Repeat the material exactly, leaving nothing out.

[Start Excerpted data]

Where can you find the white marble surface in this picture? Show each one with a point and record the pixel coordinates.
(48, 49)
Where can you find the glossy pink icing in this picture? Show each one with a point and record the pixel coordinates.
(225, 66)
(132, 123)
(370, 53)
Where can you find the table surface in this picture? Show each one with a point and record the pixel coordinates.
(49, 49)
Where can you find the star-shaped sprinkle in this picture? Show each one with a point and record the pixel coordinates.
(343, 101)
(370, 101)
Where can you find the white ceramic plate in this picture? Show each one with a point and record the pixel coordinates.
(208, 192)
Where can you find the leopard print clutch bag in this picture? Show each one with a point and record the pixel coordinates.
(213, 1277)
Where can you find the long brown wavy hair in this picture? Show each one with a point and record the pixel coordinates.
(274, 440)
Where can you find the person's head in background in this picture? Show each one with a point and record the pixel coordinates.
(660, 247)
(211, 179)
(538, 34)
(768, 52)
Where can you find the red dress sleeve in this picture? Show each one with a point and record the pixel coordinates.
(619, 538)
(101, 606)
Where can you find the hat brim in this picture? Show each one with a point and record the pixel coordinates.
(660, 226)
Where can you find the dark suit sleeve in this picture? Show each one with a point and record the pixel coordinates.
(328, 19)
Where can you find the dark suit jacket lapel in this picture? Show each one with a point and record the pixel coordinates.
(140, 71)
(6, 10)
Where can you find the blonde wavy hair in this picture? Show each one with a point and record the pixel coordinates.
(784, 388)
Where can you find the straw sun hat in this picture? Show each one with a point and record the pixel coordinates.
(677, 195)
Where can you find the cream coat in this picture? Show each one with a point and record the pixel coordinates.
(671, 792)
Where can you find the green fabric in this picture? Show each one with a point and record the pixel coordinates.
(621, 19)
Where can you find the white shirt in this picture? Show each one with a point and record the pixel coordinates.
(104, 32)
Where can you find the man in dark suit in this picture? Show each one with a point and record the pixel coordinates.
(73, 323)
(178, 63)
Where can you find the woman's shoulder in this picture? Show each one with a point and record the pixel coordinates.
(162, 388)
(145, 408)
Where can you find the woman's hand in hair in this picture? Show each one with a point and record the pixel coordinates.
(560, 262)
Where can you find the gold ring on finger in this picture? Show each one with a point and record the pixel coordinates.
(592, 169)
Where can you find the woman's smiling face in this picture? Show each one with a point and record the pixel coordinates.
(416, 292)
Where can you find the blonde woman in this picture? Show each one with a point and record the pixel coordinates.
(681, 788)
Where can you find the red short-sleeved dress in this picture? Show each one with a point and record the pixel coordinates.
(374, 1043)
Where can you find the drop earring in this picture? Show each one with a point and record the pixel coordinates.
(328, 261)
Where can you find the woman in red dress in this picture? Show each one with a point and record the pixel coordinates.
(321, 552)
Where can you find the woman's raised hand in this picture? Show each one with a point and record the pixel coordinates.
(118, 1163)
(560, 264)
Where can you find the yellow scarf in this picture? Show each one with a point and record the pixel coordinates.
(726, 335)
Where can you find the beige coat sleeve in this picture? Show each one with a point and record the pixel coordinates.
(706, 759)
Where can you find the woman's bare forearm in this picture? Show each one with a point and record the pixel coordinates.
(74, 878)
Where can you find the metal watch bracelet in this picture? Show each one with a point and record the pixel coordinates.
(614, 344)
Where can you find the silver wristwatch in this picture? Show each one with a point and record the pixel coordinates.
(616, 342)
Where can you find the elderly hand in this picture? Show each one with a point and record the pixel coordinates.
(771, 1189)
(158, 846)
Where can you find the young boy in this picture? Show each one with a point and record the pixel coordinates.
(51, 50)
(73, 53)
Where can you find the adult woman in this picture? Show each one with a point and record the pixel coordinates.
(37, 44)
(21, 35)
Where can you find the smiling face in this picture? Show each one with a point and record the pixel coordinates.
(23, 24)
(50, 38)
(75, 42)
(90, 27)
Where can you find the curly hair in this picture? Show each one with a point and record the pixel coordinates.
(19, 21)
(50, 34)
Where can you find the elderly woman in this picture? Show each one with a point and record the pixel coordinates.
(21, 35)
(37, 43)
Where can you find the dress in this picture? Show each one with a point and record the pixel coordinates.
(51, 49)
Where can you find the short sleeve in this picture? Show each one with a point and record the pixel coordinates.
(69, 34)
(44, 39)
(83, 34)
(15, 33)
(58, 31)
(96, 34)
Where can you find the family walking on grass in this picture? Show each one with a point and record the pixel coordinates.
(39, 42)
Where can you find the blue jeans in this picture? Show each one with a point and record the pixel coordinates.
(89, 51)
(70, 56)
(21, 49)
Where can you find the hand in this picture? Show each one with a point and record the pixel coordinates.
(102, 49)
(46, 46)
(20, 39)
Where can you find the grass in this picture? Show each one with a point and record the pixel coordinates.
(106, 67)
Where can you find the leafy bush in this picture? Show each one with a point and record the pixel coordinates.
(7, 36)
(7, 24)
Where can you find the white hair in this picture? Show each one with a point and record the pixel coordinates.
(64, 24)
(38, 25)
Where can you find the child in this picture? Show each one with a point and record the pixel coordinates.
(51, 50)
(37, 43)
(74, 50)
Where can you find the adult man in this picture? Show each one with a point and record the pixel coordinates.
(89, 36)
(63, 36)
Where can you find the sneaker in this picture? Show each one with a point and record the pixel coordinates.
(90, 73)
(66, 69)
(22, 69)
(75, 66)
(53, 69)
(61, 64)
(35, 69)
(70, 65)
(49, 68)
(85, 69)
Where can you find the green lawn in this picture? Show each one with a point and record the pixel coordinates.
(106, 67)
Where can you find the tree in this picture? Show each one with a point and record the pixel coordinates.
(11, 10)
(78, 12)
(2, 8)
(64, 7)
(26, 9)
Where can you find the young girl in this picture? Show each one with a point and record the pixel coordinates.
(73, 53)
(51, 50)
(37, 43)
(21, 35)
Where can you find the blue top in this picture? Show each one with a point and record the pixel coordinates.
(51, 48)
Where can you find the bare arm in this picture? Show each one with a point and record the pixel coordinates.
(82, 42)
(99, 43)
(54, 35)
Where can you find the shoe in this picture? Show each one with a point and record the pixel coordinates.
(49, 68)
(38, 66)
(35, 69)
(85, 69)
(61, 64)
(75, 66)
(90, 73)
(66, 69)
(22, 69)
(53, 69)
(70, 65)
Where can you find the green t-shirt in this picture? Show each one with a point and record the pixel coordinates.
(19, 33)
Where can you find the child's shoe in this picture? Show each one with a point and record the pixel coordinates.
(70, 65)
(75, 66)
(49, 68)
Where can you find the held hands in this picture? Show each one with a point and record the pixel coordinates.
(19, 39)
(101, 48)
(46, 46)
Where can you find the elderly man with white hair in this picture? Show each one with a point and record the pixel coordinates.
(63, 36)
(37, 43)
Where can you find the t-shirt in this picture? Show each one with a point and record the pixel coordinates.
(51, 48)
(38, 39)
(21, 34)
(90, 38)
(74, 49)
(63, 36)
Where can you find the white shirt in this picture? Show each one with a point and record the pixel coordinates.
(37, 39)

[End Excerpted data]

__Exercise output__:
Where can you find the white marble surface in this picture? Show each one with a point and record the pixel coordinates.
(48, 49)
Where can you find the glossy pink icing in this picture? Show each one with a point and record the pixel coordinates.
(225, 66)
(132, 123)
(370, 53)
Where can you find the table surface in this picture? Show each one with a point and record the pixel coordinates.
(49, 49)
Where can you find the star-shaped sprinkle in this picture? Show each one with a point and record the pixel coordinates.
(343, 101)
(370, 101)
Where can you find the white ceramic plate in this picture? Show each one with a point and record the pixel coordinates.
(208, 192)
Where can you find the leopard print clutch bag in this picture? Show each one with a point and record the pixel coordinates.
(213, 1277)
Where can you find the long brown wavy hair in this picture? Show each one with a point and record the pixel coordinates.
(274, 440)
Where can you find the person's head in background in this picture? Show each one with a point and record the pixel coordinates.
(660, 247)
(211, 179)
(538, 34)
(768, 52)
Where can you find the red dress sleeve in this picture? Show each one with a point and record the pixel coordinates.
(619, 538)
(101, 606)
Where can you find the hat brim in this picture? Show each one with a point and record the pixel coordinates.
(660, 226)
Where can you find the dark suit sleeve in this picture? Show each one with a point and record the pixel coordinates.
(328, 19)
Where can you find the dark suit jacket lapel in this picture? Show each one with a point and record the pixel coordinates.
(140, 71)
(6, 10)
Where can you find the blonde wavy hair in this picture? Show each one with a point and record the pixel coordinates.
(784, 388)
Where can you find the straw sun hat in this picture? Show each one with a point and record the pixel coordinates.
(677, 195)
Where can you find the cream coat in this picture? Show each one with a point and record the pixel coordinates.
(671, 792)
Where can you find the green fabric in this picture? Show each one with a point and record the pixel coordinates.
(621, 19)
Where can you find the white shirt in this picture? Show each one with a point and record the pixel coordinates.
(104, 32)
Where can you find the man in dark suit in this picture? Show each one with a point and record the pixel coordinates.
(73, 323)
(178, 63)
Where can you find the woman's shoulder in this picture? Show each one with a point and record the pixel coordinates.
(162, 388)
(145, 408)
Where can you find the woman's hand in hair in this picture? Show each one with a point and record the pixel coordinates.
(560, 262)
Where can you find the gold ring on finger in this picture? Show each one with a point and record the pixel coordinates.
(592, 169)
Where can you find the woman's smiling face in this picture? Show each one with a point and record the pixel coordinates.
(416, 292)
Where can you find the blonde woman in this picture? Show each one with a point and record the pixel coordinates.
(681, 788)
Where can you find the red short-sleeved dress in this picture? Show each one with a point and record the pixel coordinates.
(374, 1043)
Where can you find the drop earring in this picture? Show each one with a point and record the pixel coordinates.
(328, 261)
Where can you find the woman in red dress in this picture? Show each one with a point and record the pixel coordinates.
(321, 552)
Where can you find the woman's raised hand in this picture? Show each one with a point and record the pixel coordinates.
(118, 1163)
(560, 264)
Where can you find the yellow scarf in this picture? Show each one with a point and record the pixel coordinates.
(726, 335)
Where can you find the beige coat sleeve in this picture? Show each one with a point and record the pixel coordinates.
(706, 759)
Where can you find the woman's bare forearm in this picture? Show each one with a point and record the pixel coordinates.
(74, 878)
Where can you find the metal watch bracelet in this picture? Show each one with a point and record the pixel coordinates.
(614, 344)
Where can you find the silver wristwatch in this picture? Show each one with a point and record the pixel coordinates.
(616, 342)
Where can you find the elderly hand in this picture? Show each one with a point and record the pixel coordinates.
(771, 1189)
(158, 846)
Where can you find the young boy in this picture? Show each one with a point and record the pixel coordinates.
(51, 50)
(73, 53)
Where can you find the adult woman in this picture? Show each one with a point and record the pixel coordinates.
(37, 44)
(21, 35)
Where can you find the smiling face in this picture? Show each one with a point and record the pixel coordinates.
(23, 24)
(50, 38)
(75, 42)
(90, 27)
Where can you find the curly hair in this picture? Show each one with a point and record the pixel coordinates.
(19, 21)
(50, 34)
Where can you find the elderly woman in this picture? Show each one with a point and record the pixel coordinates.
(21, 35)
(37, 43)
Where can you find the dress in this picture? Show each one with a point and record the pixel coordinates.
(51, 49)
Where can you find the short sleeve in this picture? Show each one with a point and record the pixel coordinates.
(69, 34)
(44, 39)
(83, 34)
(15, 33)
(58, 31)
(96, 34)
Where can you find the family walking on grass in this picture? Show each one with a point and record the pixel coordinates.
(39, 42)
Where can you find the blue jeans in this picture? Show each one with a point and record the pixel coordinates.
(89, 51)
(70, 56)
(21, 49)
Where can you find the hand in this picture? Show each one with a point and record the pixel coordinates.
(102, 49)
(46, 46)
(20, 39)
Where can you find the grass in this picture? Show each one with a point and record the pixel coordinates.
(106, 67)
Where can you find the leafy bush in this picture? Show each one with a point and record the pixel coordinates.
(7, 36)
(7, 24)
Where can you find the white hair in this picture? Show each one with a point and record the pixel coordinates.
(64, 24)
(38, 25)
Where can you find the child in this picture? Show each one with a point and record the pixel coordinates.
(51, 50)
(37, 43)
(74, 50)
Where can you find the adult man in this picture? Show each one with a point and record the pixel coordinates.
(89, 36)
(63, 36)
Where can you find the sneaker in this picture? Show each one with a point and record the pixel coordinates.
(90, 73)
(66, 69)
(22, 69)
(75, 66)
(53, 69)
(61, 64)
(35, 69)
(70, 65)
(49, 68)
(85, 69)
Where can you find the green lawn in this picture? Show each one with a point and record the pixel coordinates.
(106, 67)
Where can you find the tree in this picture? Show each one with a point and record the pixel coordinates.
(11, 10)
(78, 12)
(2, 8)
(64, 7)
(26, 9)
Where can you find the young girl in this picture? Show each one with a point and record the pixel coordinates.
(73, 53)
(51, 50)
(37, 43)
(21, 35)
Where can you find the blue top in this picture? Show each one with a point and record the pixel coordinates.
(51, 48)
Where can you find the bare arm in this picture? Show each one with a point and record the pixel coordinates.
(82, 42)
(99, 43)
(54, 35)
Where can you find the shoe in this picture? Show each one with a point and record the pixel coordinates.
(49, 68)
(38, 66)
(35, 69)
(85, 69)
(61, 64)
(75, 66)
(90, 73)
(66, 69)
(22, 69)
(53, 69)
(70, 65)
Where can you find the green t-shirt in this picture? Show each one with a point and record the pixel coordinates.
(19, 33)
Where can you find the child's shoe in this picture? Show each one with a point and record the pixel coordinates.
(70, 65)
(75, 66)
(49, 68)
Where can you find the held hands in this picture? Show each one with a point and record the pixel coordinates.
(19, 39)
(101, 48)
(46, 46)
Where can you find the elderly man with white hair in this picture? Show each one with a point and record the pixel coordinates.
(63, 36)
(37, 43)
Where can you find the t-shirt in this picture? Show each one with a point and record the pixel coordinates.
(51, 48)
(38, 39)
(21, 34)
(90, 38)
(74, 49)
(63, 36)
Where can you find the white shirt in this picture? Show each one with a point and record the pixel coordinates.
(37, 39)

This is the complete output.